Vorliegender Text:
□ □ □ □ □ □ □

# Pc mit Fernseher verbinden



## King_Sony (17. November 2009)

Hallo,
ich habe einen pc() und möchte ihn mit meinen fernseher verbinden. Mein Ferseher hat composit und vga und scart in. Mein pc hat vga und hdmi. Das Prob ist, das das ganze kabellos sein sollte, da ich sonst dauern drüber stolpere. Habt ihr ne idee?!
LG Sony


----------



## rytme (17. November 2009)

Vermute ma, dass du noch ne Röhre hast, da kannste froh sein wenn du es überhaupt iwie schaffst da Bild zu bekommen. Kabellos wirst du da glaube ich keien Möglichkeit haben.


----------



## King_Sony (17. November 2009)

Ne keine Röhre, flatscreen..
Aber am hdmi hat ich mein ps3 hängen^^
LG Sony


----------



## rabit (17. November 2009)

Möglichkeíten gibt es mit Mediacenter´s
Pinnacle ShowCenter - Musik im ganzen Haus - CHIP Online
oder
HD-Filme per WLAN auf den Fernseher streamen - News - CHIP Online


----------



## rytme (17. November 2009)

Ok das ist natürlich was anderes, da du jetzt nur die 2 Schnittstellen genannt hast, ging ich stark von einer Röhre aus 

Möglichkeiten hat dir rabit ja bereits gezeigt.

□ □ □ □ □ □ □

Bereitgestellte Einträge:
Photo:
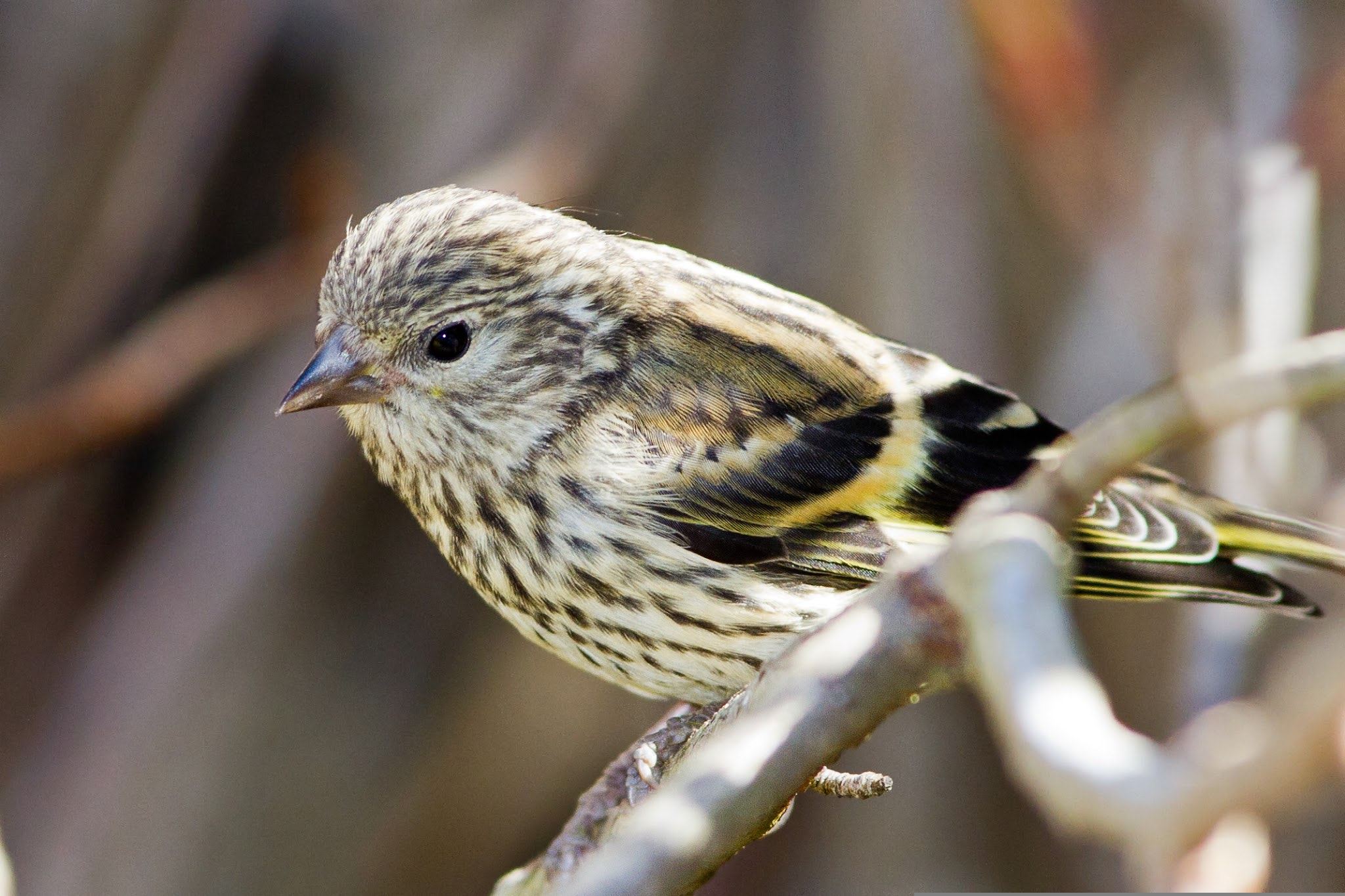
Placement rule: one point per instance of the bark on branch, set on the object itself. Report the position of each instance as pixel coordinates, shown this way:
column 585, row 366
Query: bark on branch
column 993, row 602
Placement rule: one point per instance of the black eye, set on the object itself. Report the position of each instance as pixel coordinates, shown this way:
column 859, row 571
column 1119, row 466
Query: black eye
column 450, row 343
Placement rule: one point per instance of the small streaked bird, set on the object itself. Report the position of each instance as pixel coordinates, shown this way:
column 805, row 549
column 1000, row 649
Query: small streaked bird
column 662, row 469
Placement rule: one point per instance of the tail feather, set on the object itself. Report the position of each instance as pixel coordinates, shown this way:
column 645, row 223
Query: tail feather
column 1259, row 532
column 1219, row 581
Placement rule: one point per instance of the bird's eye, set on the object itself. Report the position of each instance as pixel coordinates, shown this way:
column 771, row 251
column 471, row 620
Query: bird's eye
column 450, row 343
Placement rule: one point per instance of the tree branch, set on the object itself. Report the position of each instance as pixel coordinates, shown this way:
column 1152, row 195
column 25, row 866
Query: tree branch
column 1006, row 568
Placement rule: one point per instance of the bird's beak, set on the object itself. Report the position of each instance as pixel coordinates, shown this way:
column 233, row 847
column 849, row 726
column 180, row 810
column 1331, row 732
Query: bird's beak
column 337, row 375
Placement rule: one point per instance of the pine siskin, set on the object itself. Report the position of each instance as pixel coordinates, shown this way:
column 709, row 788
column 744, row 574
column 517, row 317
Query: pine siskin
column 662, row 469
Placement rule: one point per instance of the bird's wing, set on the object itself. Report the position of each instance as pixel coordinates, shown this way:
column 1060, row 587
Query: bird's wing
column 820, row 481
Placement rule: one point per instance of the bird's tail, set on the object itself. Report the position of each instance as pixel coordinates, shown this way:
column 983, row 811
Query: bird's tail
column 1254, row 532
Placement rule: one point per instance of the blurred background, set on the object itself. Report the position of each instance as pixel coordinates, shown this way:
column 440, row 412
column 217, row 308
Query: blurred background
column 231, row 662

□ □ □ □ □ □ □

Arbeitsaufträge:
**a)** Gib den Abschnitt der Einträge vom Anfang bis einschließlich der Zeile mit "column 993, row 602" Wort für Wort wieder. Lass die Bilder dabei weg.
**b)** Schreibe die Forumsdiskussion über die kabellose Verbindung von PC und Fernseher im Anschluss an den letzten Beitrag weiter.
Die Forumsdiskussion und die Einträge stammen aus verschiedenen Quellen.

Ergebnisse der Reihe:
**a)**
Photo:
Placement rule: one point per instance of the bark on branch, set on the object itself. Report the position of each instance as pixel coordinates, shown this way:
column 585, row 366
Query: bark on branch
column 993, row 602

**b)**
----------



## King_Sony (18. November 2009)

Sorry, hatte vergessen zu sagen das das ganze eig nicht über 20-30€ kosten solle
Naja dann werde ic wohl oder übel zum kabel zurückgreifen müssen, aber danke.
LG Sony


----------



## K3n$! (18. November 2009)

Für 20-30€ wirst du das mit fast 100%iger Sicherheit nicht realisieren können.

Allein der WLan Stick kostet schon fast soviel, wie dein Budget hergibt.


----------



## willsau (10. Dezember 2009)

moin moin

ich bin ma so frei und häng mich hier mal an denn obwohl suchfunktion genutzt und viiiieeeel gelesen leider nich meine problematik gefunden 

tja denne ma zu meinem prob:

ich würd gern meinen pc am tv nutzen
so ab und an ma ´n film gucken, un mit der (zukünftigen) tv karte aufgezeichnete sendungen anschauen

hatte vorher ne 3D Prophet9600 (AGP) mit s-vid out und da drüber hat es immer gut gefunzt 
jetzt nach upgrade (ASUS M4A77TD PRO Mainboard, AMD Phenom II X 4 955 Proz, NVIDIA GeForce GTX 260 896MB PCI) geht irgentwie nix mehr


hab tv über AGP - Adapter zu Chinch - Chinch Kabel - Yamaha Reciver RX-V650 - Samsung TV (Röhre) angeschlossen
Bekomme da aber beim verschieben des z.B. VLC-Players zu TV nur Geflackere (tippe ma vorsichtig auf Bildwiederholungsrate ???)
Vorher lief die chause ohne Prob´s über S-VHS out der 3D Prophet über Adapter S-VHS zu Chinch un dann selber Weg (also Kabel-Reciver-TV)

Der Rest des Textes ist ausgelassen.